● CHALLENGE:
Present the rows as a numbered list, beginning with the first line and continuing through the line containing "[471,344,510,382]", with any blank lines omitted.

Records:
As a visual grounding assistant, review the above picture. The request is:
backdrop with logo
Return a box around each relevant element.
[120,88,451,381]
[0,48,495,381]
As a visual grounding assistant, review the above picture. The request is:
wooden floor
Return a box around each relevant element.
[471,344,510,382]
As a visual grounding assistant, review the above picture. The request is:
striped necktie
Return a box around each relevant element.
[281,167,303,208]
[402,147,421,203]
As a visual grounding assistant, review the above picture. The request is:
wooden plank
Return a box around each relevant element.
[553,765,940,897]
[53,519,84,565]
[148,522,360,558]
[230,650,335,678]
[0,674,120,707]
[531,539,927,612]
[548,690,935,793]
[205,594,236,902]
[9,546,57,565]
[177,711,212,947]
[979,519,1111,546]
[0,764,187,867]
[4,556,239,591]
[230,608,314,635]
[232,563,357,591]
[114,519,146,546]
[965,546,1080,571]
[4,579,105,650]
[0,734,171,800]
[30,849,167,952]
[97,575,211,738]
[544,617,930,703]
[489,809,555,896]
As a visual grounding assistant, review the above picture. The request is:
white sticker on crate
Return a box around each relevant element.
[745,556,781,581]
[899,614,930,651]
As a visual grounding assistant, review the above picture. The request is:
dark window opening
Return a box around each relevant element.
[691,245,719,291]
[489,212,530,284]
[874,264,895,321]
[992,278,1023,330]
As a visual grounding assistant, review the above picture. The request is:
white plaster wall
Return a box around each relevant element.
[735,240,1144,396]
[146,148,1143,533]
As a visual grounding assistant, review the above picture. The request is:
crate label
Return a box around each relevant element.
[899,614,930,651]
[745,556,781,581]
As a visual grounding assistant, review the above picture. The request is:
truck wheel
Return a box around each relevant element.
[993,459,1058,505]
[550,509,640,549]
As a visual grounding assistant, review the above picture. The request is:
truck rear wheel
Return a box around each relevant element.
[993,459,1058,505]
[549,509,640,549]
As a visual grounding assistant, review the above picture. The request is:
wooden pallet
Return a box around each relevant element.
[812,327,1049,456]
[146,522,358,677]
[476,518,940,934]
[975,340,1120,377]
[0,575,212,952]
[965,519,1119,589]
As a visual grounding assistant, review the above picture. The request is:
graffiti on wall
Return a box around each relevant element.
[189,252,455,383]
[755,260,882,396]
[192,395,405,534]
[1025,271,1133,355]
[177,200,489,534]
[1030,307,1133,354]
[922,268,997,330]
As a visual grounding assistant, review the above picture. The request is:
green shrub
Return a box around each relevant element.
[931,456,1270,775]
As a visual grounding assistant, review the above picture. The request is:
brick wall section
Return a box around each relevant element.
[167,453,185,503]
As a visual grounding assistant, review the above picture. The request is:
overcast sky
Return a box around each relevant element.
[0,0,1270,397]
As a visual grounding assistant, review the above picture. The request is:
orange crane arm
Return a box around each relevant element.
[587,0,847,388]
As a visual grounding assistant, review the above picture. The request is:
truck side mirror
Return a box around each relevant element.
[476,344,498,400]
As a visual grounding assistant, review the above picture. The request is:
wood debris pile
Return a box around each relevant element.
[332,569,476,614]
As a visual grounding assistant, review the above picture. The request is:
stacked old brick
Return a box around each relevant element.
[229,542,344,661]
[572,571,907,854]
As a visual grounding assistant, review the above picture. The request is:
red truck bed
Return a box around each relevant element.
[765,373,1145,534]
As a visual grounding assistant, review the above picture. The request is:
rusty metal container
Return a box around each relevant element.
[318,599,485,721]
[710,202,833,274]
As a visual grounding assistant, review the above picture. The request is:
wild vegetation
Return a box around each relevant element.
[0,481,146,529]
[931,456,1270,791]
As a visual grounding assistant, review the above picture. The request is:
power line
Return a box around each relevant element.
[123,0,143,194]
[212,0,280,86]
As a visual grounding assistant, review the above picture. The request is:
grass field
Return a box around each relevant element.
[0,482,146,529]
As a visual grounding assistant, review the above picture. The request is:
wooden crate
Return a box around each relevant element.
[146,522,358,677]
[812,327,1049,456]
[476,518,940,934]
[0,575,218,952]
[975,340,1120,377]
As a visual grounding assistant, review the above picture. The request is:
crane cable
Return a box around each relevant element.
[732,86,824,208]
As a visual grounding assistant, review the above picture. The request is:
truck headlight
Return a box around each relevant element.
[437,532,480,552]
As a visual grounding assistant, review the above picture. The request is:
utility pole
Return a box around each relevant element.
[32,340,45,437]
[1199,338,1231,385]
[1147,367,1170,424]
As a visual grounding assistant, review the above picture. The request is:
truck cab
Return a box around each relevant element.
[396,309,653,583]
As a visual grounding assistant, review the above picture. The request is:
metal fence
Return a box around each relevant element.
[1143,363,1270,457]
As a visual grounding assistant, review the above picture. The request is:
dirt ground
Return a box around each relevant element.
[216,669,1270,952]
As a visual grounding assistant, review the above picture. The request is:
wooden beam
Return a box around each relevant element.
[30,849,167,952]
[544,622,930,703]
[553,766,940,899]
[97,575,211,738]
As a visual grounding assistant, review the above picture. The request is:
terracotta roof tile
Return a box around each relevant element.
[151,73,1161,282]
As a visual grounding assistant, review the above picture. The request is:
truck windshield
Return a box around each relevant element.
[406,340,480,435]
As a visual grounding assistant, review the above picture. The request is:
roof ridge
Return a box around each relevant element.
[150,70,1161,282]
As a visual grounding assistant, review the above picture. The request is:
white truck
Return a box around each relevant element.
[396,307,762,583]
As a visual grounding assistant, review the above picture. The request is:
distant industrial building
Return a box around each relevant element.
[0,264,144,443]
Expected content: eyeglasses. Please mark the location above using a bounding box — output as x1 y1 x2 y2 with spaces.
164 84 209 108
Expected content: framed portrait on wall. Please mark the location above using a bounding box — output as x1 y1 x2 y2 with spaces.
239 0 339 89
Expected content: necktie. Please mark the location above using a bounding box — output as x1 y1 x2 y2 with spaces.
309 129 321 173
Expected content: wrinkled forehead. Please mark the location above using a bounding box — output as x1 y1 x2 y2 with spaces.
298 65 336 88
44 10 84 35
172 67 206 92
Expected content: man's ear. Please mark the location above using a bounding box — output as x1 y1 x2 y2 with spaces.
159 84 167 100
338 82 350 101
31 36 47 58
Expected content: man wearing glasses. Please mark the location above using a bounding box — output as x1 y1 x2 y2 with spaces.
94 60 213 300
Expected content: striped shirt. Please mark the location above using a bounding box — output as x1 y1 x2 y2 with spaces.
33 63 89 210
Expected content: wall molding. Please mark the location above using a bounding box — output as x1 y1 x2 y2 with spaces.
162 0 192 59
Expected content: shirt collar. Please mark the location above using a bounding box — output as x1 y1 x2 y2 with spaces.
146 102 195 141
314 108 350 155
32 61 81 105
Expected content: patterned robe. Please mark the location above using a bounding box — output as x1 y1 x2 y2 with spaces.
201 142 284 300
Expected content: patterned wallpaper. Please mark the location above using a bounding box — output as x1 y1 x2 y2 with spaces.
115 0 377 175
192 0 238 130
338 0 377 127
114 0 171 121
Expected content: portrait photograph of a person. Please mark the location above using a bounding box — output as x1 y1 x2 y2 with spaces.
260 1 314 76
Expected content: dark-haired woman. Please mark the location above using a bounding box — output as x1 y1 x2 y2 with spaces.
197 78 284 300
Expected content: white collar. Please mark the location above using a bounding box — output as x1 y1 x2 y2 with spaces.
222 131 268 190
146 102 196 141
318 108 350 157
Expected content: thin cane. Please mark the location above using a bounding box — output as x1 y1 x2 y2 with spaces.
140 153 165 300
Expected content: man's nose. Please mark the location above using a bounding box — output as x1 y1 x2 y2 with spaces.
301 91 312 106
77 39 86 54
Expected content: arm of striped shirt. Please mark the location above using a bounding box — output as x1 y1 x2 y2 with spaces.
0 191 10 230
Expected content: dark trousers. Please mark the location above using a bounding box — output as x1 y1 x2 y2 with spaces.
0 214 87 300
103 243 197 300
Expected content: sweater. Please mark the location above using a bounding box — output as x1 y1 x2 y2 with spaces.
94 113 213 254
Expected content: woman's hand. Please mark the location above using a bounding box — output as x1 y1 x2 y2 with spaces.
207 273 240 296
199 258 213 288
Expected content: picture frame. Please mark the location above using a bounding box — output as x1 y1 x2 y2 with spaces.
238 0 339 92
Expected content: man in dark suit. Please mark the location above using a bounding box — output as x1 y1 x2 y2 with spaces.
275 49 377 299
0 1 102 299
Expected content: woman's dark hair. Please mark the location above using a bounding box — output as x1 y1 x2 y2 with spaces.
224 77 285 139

● CORRECT ANSWER:
1. As a visual grounding assistant, review the above picture. The request is:
2. backdrop with logo
3. Return a box around each relevant element.
4. [120,88,451,381]
5. [0,48,495,381]
6. As a visual grounding assistant, review the above picture. The request is:
7. wooden floor
8. Return a box around each relevant element.
9. [471,344,510,382]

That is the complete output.